** REQUIRED ACTION **
Starting with the line that contains "Query: raised arm" and ending with the final line of the data below, print those lines exactly and nothing else.

··· EXCERPTED RECORDS

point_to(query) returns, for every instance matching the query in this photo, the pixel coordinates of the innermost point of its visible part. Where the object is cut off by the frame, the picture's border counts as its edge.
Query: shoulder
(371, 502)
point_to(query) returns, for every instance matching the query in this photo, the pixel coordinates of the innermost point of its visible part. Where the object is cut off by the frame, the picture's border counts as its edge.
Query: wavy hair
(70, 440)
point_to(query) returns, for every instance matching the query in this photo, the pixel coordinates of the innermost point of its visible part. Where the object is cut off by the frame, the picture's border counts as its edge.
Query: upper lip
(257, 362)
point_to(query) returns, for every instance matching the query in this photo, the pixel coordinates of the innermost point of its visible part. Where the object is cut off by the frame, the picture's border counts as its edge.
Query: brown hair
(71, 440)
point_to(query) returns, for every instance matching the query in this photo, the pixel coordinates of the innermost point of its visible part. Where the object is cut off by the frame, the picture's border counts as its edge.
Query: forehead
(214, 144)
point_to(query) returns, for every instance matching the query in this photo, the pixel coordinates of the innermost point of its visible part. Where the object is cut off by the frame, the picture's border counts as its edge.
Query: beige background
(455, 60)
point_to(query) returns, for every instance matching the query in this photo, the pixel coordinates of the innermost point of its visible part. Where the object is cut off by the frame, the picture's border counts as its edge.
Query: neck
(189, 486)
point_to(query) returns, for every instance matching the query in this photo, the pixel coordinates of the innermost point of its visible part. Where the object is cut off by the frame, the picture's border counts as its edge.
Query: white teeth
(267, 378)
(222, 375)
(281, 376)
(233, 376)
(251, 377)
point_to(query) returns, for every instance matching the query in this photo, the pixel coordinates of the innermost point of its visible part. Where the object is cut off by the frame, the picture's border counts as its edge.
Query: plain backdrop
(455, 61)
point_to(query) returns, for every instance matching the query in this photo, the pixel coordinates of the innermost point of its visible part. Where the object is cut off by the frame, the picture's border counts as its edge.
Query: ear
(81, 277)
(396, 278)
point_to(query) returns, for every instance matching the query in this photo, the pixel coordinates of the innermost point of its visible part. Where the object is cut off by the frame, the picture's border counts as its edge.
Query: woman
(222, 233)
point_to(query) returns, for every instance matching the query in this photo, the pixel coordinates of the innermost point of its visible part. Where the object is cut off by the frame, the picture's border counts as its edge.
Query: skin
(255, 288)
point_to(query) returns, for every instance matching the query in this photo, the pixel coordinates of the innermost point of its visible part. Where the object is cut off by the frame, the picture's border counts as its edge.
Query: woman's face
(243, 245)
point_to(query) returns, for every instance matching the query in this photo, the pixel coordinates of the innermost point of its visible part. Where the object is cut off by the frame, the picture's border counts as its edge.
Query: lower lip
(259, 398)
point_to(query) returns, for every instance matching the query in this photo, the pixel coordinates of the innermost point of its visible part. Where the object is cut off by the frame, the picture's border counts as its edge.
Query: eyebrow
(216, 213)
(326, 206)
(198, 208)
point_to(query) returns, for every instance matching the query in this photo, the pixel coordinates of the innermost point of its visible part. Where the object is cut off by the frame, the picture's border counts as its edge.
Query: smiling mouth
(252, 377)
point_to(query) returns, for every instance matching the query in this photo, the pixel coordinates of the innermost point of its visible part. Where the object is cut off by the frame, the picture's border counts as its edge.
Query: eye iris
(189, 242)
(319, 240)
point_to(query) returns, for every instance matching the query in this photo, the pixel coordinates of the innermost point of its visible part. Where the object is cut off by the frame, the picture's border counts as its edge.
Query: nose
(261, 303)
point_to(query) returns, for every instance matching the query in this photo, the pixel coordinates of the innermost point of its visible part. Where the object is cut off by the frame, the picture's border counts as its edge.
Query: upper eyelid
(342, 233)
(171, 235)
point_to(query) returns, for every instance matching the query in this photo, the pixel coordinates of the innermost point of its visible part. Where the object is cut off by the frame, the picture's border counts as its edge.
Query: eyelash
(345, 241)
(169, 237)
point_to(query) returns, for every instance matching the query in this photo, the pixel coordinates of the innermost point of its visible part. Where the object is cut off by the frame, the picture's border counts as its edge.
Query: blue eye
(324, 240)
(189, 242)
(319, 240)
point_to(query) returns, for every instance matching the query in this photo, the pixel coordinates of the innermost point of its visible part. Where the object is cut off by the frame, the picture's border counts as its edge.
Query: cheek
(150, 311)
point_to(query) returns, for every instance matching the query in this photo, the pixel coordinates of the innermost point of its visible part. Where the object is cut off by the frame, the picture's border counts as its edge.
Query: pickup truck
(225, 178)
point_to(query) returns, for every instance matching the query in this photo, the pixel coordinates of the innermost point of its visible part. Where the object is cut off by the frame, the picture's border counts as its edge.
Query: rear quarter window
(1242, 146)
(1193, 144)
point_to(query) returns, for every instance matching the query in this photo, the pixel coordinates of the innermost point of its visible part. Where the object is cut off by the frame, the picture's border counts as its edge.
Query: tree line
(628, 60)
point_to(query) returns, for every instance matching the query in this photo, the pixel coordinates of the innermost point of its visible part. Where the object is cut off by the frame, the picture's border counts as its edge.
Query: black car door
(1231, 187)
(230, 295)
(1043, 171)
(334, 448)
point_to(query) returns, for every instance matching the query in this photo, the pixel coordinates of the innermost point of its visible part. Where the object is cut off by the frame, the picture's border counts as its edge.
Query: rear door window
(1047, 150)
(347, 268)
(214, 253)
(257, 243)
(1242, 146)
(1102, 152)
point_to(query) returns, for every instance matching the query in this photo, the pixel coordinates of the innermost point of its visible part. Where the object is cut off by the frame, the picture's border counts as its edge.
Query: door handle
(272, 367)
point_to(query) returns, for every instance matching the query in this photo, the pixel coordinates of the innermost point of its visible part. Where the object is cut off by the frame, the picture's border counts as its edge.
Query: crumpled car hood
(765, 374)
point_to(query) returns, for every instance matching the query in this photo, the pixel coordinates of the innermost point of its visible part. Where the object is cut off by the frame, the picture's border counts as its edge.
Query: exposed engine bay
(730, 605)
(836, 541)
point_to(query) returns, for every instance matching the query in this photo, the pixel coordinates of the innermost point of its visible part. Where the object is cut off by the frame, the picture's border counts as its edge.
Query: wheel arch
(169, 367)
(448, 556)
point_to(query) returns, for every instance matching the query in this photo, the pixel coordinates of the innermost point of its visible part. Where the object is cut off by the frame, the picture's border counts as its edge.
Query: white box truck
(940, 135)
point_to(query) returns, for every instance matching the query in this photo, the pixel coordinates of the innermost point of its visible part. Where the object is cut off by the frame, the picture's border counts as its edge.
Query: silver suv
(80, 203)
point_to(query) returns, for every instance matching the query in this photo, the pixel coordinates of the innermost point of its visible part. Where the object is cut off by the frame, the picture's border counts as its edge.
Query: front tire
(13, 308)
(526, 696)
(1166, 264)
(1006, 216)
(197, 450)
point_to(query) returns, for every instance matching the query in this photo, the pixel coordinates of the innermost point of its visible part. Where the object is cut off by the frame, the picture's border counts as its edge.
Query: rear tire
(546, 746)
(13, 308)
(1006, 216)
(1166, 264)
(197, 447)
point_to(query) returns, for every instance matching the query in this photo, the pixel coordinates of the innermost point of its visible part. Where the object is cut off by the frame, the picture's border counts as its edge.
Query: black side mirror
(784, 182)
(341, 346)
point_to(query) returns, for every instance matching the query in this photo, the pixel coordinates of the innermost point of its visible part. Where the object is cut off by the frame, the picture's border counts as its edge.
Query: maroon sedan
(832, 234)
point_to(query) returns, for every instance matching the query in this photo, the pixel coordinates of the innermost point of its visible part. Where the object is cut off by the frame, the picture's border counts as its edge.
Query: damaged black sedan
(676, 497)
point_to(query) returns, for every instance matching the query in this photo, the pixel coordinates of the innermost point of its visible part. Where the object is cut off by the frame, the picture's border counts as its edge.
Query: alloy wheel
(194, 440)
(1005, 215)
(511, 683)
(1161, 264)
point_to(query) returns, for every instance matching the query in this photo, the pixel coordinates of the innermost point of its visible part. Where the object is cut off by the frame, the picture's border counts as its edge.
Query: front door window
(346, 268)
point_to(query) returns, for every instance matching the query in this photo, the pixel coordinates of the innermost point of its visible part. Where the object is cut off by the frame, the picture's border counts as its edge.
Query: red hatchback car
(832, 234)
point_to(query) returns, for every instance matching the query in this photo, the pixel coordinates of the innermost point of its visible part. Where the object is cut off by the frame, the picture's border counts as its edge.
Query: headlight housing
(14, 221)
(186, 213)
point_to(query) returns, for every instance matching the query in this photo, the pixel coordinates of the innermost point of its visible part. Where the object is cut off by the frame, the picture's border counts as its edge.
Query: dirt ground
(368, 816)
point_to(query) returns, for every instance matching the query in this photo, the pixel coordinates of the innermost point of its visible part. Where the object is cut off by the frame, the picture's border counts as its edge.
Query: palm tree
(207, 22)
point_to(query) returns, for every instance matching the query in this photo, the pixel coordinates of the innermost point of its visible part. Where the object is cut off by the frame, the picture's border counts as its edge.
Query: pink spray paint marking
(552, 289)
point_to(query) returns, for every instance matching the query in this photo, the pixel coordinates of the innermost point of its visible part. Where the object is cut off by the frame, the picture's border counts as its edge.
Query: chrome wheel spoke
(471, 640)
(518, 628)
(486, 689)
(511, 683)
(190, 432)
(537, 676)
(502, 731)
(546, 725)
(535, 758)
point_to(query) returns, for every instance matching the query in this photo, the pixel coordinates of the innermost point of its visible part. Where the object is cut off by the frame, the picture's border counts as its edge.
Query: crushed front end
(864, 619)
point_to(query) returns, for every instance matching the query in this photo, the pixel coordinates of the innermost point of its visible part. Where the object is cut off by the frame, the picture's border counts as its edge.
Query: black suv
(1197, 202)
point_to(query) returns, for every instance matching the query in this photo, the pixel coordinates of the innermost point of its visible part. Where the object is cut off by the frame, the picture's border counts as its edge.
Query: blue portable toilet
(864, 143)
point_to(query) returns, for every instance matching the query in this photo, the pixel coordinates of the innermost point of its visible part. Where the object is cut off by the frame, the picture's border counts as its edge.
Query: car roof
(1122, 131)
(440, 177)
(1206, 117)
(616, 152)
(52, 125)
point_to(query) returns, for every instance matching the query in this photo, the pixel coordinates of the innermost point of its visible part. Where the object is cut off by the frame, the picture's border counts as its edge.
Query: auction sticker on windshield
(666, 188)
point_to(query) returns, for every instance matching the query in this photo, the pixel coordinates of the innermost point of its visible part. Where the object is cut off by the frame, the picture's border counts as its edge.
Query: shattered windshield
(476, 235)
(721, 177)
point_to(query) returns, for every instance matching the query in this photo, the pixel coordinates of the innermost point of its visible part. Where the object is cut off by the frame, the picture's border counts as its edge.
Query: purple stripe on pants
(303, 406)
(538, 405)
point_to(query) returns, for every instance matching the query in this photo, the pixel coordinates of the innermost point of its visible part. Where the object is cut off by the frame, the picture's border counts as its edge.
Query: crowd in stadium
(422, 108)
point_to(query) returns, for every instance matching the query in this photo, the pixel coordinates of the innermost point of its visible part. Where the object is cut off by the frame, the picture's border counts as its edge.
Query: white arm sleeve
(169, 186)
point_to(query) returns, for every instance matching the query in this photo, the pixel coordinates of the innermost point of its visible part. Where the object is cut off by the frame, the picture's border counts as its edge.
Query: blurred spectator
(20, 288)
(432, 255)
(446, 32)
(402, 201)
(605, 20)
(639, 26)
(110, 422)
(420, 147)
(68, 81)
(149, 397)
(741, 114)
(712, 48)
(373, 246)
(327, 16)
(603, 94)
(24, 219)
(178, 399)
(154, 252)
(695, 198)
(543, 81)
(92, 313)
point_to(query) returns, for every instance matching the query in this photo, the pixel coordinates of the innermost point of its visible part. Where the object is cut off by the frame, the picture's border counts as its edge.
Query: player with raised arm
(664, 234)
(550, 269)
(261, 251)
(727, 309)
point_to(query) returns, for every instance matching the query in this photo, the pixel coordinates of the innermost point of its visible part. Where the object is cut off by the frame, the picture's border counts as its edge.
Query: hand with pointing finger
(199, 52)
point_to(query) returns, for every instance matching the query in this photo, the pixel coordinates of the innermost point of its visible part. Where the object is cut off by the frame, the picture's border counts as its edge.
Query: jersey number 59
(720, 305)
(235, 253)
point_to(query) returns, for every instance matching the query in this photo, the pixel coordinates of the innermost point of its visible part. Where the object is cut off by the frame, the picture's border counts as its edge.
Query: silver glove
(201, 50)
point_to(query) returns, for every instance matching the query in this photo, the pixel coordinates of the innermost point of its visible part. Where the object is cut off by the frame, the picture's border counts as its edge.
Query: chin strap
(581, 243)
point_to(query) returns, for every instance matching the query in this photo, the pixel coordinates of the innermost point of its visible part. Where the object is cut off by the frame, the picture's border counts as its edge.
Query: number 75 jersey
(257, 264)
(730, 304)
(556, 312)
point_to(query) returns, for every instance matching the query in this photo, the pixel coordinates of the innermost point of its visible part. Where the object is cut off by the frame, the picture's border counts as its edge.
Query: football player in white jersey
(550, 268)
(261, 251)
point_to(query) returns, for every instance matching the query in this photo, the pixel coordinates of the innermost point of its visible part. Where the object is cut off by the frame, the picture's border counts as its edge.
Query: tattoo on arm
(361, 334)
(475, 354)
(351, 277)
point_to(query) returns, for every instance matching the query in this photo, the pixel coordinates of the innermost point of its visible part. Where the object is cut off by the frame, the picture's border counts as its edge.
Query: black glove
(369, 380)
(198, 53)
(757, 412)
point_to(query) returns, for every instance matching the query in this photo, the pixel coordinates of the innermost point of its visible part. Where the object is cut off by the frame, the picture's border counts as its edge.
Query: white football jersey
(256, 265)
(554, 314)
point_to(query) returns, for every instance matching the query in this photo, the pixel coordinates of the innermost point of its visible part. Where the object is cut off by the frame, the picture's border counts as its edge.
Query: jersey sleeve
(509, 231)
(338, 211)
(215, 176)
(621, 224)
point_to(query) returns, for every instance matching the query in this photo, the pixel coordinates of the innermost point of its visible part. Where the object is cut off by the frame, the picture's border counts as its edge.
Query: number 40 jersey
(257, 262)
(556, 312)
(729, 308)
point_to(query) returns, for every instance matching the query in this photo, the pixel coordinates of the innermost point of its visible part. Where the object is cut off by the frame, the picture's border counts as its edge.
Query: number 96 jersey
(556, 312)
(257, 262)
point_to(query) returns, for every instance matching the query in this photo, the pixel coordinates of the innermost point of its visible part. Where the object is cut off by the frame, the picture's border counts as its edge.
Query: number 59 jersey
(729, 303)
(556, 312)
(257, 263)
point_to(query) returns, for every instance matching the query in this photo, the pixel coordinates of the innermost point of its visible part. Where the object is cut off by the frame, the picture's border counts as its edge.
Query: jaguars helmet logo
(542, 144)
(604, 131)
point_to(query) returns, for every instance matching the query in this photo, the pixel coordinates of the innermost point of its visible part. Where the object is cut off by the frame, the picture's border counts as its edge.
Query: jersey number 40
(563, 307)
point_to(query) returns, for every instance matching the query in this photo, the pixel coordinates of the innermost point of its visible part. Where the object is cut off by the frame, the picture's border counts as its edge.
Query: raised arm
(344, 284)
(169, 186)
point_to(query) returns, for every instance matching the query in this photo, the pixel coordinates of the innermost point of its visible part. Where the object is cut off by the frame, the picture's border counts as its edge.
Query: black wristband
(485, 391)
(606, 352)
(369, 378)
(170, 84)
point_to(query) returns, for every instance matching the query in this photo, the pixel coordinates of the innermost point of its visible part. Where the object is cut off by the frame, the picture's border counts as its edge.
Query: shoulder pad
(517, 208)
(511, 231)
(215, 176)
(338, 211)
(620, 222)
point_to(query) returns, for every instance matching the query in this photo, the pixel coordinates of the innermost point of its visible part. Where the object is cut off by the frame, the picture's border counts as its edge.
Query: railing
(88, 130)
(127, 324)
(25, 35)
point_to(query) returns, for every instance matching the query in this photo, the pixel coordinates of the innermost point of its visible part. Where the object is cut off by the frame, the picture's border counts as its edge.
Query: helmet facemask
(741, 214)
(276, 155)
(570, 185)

······

** SOLVED EXERCISE **
Query: raised arm
(344, 284)
(169, 186)
point_to(query) returns, for every instance matching the query in this photo, the pixel coordinates of the innermost point of its visible part. Where the object is cut off by the frame, the picture's border counts as its edge.
Query: black wristband
(485, 391)
(606, 352)
(369, 378)
(170, 84)
point_to(query) returns, for every instance matching the query in this photo, the pixel coordinates of the innermost point of its visible part. Where the object is cut off by the frame, the picture's border counts as its edge.
Query: shoulder pad
(517, 208)
(511, 231)
(215, 176)
(338, 211)
(620, 222)
point_to(query) returns, for every instance matching the query in this photo, the pixel coordinates of the innermost point of its visible part. Where the object is cut off by the frame, the picture's border counts as its edge.
Query: railing
(88, 130)
(127, 324)
(25, 35)
point_to(query) returns, for every instance matching the query in this photo, the pixel coordinates of the innermost point of its visible part. Where the object is cut off by the frame, the picture's border counts as its edge.
Query: helmet facemask
(741, 214)
(276, 155)
(570, 185)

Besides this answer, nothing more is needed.